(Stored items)

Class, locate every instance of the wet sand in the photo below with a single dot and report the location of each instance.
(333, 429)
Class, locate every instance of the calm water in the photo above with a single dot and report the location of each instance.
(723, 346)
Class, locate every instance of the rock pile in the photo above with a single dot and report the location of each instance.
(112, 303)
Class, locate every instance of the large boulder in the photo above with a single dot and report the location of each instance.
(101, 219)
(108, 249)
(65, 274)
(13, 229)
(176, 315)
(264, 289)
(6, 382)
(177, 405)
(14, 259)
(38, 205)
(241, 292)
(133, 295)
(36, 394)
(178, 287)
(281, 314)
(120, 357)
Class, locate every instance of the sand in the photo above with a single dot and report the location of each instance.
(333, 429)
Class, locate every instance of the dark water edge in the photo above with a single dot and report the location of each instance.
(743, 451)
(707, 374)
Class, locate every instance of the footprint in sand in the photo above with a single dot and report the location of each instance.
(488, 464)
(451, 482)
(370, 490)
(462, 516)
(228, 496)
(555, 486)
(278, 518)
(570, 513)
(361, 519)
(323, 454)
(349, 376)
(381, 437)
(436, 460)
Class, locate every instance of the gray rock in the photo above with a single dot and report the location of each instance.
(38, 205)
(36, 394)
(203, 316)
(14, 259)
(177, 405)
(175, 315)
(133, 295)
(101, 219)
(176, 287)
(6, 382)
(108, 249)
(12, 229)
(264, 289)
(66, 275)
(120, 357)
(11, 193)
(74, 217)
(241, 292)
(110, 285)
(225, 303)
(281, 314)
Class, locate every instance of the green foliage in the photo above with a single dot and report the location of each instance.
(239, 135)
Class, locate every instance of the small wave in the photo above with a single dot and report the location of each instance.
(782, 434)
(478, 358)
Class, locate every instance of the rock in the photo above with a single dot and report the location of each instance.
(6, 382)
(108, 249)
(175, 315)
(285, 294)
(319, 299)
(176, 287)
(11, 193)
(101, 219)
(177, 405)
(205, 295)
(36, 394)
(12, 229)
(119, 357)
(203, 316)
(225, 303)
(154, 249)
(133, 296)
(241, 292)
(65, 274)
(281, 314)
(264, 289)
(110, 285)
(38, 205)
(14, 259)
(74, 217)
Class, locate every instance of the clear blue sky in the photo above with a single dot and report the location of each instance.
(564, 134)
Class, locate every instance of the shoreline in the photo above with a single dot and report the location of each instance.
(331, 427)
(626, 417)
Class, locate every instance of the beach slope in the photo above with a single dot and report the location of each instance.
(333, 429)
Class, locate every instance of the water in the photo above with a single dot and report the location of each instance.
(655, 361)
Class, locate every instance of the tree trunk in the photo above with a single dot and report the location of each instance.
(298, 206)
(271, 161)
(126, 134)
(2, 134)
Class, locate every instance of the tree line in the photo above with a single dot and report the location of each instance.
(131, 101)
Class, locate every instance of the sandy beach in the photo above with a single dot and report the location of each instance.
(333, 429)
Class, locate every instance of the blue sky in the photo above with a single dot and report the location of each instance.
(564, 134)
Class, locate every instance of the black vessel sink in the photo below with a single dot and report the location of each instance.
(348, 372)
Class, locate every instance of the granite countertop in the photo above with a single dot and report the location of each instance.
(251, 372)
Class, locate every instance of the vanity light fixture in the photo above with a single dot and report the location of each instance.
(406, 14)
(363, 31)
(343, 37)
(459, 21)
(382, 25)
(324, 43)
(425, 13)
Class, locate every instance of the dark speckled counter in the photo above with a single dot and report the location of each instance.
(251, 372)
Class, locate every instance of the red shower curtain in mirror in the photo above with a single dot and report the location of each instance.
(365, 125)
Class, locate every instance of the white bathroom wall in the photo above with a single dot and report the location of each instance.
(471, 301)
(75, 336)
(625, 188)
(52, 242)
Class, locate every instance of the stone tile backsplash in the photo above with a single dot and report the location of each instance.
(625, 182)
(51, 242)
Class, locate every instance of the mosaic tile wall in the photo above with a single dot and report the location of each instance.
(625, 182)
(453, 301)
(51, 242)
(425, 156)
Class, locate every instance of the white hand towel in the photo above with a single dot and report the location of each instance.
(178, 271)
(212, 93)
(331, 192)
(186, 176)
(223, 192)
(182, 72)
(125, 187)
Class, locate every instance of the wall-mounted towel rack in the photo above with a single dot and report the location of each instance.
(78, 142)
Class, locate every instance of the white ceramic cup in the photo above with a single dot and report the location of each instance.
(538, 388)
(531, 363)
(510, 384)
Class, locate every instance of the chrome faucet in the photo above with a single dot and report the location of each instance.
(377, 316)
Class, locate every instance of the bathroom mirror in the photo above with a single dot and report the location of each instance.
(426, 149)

■ What you should do: Line by line, set the records above down again exactly.

■ Completed task:
Class, locate every instance of the wet sand in the photo below with a single dot and report the location of each instance.
(333, 429)
Class, locate every instance of the calm water in the photo above with a single dot and report the location of each instance.
(723, 346)
Class, locate every instance of the rock pile in the photo above with a single dot and report the location of each instance.
(112, 303)
Class, locate every instance of the large boulder in the photo above with a single dot and report the location of each instance.
(101, 219)
(108, 249)
(65, 274)
(13, 229)
(176, 315)
(264, 289)
(6, 382)
(177, 405)
(14, 259)
(38, 205)
(241, 292)
(133, 295)
(36, 394)
(178, 287)
(281, 314)
(120, 357)
Class, locate every instance of the sand in the photo above with a single dot and report the location of each instance.
(333, 429)
Class, locate every instance of the dark water edge in the photo above with a single dot and report the location of each instance.
(743, 451)
(707, 374)
Class, locate every instance of the footprint in sand in the photo above with a single dot and report the location of each instance.
(488, 464)
(451, 482)
(370, 490)
(462, 516)
(228, 496)
(555, 486)
(278, 518)
(570, 513)
(361, 519)
(323, 454)
(349, 376)
(381, 437)
(436, 460)
Class, locate every instance of the gray rock in the photo above with a single dot and report the location of each instance.
(38, 205)
(36, 394)
(203, 316)
(14, 259)
(177, 405)
(175, 315)
(133, 295)
(101, 219)
(176, 287)
(6, 382)
(108, 249)
(12, 229)
(264, 289)
(66, 275)
(120, 357)
(11, 193)
(74, 217)
(241, 292)
(110, 285)
(225, 303)
(281, 314)
Class, locate every instance of the green foliage in the photo above with a single dot and report the location of each instance.
(239, 135)
Class, locate every instance of the small wave in the photo above with a single dot and report the location of each instance.
(782, 434)
(478, 358)
Class, locate every instance of the rock in the photo above with a single dot and report the location of each instance.
(6, 382)
(108, 249)
(175, 315)
(285, 294)
(319, 299)
(176, 287)
(11, 193)
(101, 219)
(177, 405)
(205, 295)
(36, 394)
(12, 229)
(119, 357)
(203, 316)
(225, 303)
(154, 249)
(133, 296)
(241, 292)
(65, 274)
(281, 314)
(264, 289)
(110, 285)
(38, 205)
(14, 259)
(74, 217)
Class, locate every instance of the clear blue sky in the photo above with a single dot and report the location of each instance.
(564, 134)
Class, locate every instance of the shoreline in the photo above with a single dot and report the location of each instance.
(331, 427)
(626, 417)
Class, locate every instance of the beach slope in the photo above with a single dot and report the location of each instance.
(333, 429)
Class, locate every instance of the water in the photo above with a single dot and report the location of each instance.
(655, 361)
Class, locate every instance of the tree trunk in the photo above with a single dot and report the location of each instance.
(298, 206)
(271, 161)
(126, 134)
(2, 134)
Class, locate every instance of the tree line in the photo above with a single dot and report the location of each instance.
(131, 101)
Class, locate every instance of the sandy beach in the photo above with a single dot and report the location of each instance.
(333, 429)
Class, locate every instance of the blue sky in the photo above with a single dot and report the location of each instance.
(564, 134)
Class, locate every instance of the black vessel sink in the photo below with a single dot and report the location of each instance.
(348, 372)
Class, locate every instance of the granite countertop in the photo above with a single dot and report the location of each instance.
(251, 372)
Class, locate every instance of the vanity light fixture in the photo above with a single dot and report the location of each instance.
(406, 14)
(363, 31)
(343, 37)
(459, 21)
(382, 25)
(324, 43)
(425, 13)
Class, locate every instance of the dark speckled counter in the photo above with a single dot and report the location of each instance.
(251, 372)
Class, locate every instance of the red shower curtain in mirror in the photo above with a single dot and report the location of each instance.
(365, 125)
Class, locate every instance of the white bathroom wall in the photo above with a single dot and report the location of each instance.
(471, 301)
(75, 336)
(625, 188)
(52, 242)
Class, locate every instance of the stone tile backsplash in the photo above with a single dot and report the location of each instance.
(625, 182)
(51, 242)
Class, locate every instance of the mosaic tile wall in the photo above with a single dot and report the location of each instance.
(625, 182)
(453, 301)
(51, 242)
(425, 156)
Class, locate every instance of the white hand towel in the photo above with a single dot and report the location of each instance.
(178, 271)
(212, 93)
(331, 192)
(186, 176)
(223, 192)
(182, 72)
(125, 187)
Class, locate every instance of the wall-mounted towel rack in the photo above with a single dot and report the location of each instance.
(78, 142)
Class, locate every instance of the white ceramic cup in the photo above with a single dot and report the location of each instance.
(538, 388)
(531, 363)
(510, 384)
Class, locate every instance of the chrome faucet in the photo above with a single dot and report the location of each instance.
(377, 316)
Class, locate every instance of the bathroom mirror in the photo above with a single dot and report the location of each instance.
(426, 149)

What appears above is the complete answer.